## Aim of the task
Copy each of the entries below word for word, but leave out the pictures.

## Available records
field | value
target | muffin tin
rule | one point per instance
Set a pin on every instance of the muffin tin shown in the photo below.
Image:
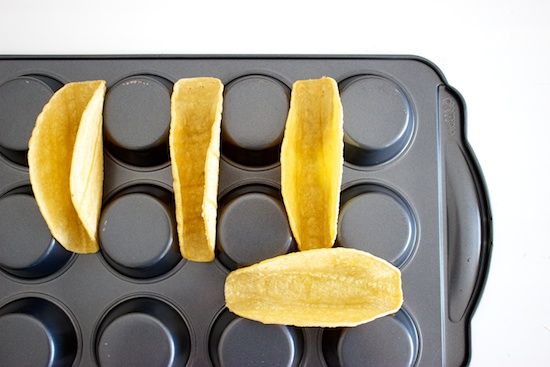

## Completed task
field | value
target | muffin tin
rule | one point per instance
Set a pin on every instance of the muffin tin shown in the photo below.
Image:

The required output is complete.